* **Aim of the task**: If a line in the data holds the string "black", list it.

* **The data**:
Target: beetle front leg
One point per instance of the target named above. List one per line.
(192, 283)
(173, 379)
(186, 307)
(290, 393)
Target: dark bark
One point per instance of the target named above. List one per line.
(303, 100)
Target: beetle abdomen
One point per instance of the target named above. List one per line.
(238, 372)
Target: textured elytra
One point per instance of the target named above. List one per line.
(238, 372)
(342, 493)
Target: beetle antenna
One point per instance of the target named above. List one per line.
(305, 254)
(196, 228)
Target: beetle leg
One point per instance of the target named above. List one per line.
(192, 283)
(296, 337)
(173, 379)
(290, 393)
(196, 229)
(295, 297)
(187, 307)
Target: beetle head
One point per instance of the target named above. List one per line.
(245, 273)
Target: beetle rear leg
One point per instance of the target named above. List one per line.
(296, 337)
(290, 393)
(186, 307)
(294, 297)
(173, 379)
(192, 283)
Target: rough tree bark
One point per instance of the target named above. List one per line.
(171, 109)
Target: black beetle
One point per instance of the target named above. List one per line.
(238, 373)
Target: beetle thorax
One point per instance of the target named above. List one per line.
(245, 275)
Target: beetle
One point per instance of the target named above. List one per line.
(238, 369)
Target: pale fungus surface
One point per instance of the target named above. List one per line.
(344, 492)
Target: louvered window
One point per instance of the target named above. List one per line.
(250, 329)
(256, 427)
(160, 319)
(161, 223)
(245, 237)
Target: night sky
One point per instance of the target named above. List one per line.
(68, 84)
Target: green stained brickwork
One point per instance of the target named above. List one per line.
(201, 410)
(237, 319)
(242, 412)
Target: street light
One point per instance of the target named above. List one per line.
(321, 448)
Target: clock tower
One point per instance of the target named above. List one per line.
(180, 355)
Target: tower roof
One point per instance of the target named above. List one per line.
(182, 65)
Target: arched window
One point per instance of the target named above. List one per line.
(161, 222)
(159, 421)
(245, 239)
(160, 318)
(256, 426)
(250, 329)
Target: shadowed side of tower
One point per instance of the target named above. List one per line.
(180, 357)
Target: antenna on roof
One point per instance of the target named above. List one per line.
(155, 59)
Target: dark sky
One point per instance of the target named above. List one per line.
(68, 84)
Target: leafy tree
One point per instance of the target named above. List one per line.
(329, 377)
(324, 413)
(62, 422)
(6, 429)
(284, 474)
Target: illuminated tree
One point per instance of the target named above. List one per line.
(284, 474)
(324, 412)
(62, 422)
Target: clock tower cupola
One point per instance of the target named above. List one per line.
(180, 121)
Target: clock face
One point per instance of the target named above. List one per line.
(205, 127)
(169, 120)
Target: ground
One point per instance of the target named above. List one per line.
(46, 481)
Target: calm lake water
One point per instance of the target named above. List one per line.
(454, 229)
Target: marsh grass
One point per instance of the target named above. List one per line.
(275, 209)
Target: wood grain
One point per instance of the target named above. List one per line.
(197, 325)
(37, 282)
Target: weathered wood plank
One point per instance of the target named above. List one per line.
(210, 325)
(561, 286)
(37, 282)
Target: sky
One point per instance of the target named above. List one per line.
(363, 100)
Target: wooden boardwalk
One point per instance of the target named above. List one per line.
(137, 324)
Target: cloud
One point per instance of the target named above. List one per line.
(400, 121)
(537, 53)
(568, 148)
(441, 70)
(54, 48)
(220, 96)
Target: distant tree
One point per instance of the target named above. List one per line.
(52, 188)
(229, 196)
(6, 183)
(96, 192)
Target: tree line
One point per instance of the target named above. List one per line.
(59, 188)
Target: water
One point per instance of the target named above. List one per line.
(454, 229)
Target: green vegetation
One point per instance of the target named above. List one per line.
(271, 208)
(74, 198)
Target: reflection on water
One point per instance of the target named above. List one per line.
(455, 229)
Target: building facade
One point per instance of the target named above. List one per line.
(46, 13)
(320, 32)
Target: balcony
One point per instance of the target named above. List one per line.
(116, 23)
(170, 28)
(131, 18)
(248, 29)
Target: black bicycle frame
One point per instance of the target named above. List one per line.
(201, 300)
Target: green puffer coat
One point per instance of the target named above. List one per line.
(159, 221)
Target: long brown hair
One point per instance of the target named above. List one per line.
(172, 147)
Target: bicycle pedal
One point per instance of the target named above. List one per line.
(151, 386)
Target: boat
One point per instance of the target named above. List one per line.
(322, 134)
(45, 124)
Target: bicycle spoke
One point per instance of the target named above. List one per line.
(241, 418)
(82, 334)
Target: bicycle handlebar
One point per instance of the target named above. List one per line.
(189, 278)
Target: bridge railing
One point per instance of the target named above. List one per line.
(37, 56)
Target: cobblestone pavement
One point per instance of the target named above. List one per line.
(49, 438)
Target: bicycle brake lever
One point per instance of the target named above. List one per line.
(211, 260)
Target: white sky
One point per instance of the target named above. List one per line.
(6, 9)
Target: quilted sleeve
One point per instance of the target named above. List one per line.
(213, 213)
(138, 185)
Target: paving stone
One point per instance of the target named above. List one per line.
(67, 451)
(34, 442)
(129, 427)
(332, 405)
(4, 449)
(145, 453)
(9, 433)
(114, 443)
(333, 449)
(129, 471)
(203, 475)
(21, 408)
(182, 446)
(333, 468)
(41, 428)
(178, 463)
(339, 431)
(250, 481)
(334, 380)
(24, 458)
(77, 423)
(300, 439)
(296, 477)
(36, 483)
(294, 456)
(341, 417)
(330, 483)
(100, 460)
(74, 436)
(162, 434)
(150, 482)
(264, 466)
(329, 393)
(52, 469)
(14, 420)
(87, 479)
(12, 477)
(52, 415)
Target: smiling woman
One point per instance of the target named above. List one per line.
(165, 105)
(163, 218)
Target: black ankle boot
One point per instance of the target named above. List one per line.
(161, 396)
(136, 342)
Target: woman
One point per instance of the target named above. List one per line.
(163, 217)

* **Response to the exercise**:
Target: black beetle
Target: black bicycle frame
Target: black ankle boot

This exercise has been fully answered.